Records shown >>
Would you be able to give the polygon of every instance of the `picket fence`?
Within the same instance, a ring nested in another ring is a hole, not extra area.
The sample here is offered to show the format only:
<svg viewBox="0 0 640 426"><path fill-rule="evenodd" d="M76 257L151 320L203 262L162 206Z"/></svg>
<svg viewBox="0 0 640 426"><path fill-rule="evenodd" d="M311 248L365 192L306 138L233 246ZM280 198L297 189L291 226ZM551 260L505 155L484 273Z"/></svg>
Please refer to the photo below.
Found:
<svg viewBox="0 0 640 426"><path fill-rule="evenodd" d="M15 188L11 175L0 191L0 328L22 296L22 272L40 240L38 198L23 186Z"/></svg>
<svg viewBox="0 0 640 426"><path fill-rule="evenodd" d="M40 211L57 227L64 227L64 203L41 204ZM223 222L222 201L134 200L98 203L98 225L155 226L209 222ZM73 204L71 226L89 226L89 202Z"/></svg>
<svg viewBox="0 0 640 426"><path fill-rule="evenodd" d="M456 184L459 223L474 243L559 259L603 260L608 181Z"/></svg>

The request >> Print every entry above verbatim, line for line, without changing a single character.

Written solution >>
Would you be able to give the polygon of every instance of the `picket fence`?
Within the same instance, a ring nested in another ring is a hole, not extra area.
The sample here is offered to show the format only:
<svg viewBox="0 0 640 426"><path fill-rule="evenodd" d="M76 257L151 320L203 262L162 206Z"/></svg>
<svg viewBox="0 0 640 426"><path fill-rule="evenodd" d="M311 248L365 192L306 138L233 246ZM280 198L297 189L291 226ZM551 260L505 155L484 273Z"/></svg>
Please refer to the photo below.
Found:
<svg viewBox="0 0 640 426"><path fill-rule="evenodd" d="M15 188L11 175L0 191L0 328L22 296L22 272L40 240L38 198L23 186Z"/></svg>
<svg viewBox="0 0 640 426"><path fill-rule="evenodd" d="M40 211L57 227L64 227L64 203L41 204ZM223 222L222 201L134 200L98 203L98 225L155 226L209 222ZM73 204L71 226L89 226L89 202Z"/></svg>
<svg viewBox="0 0 640 426"><path fill-rule="evenodd" d="M456 184L459 223L474 243L559 259L603 260L608 181Z"/></svg>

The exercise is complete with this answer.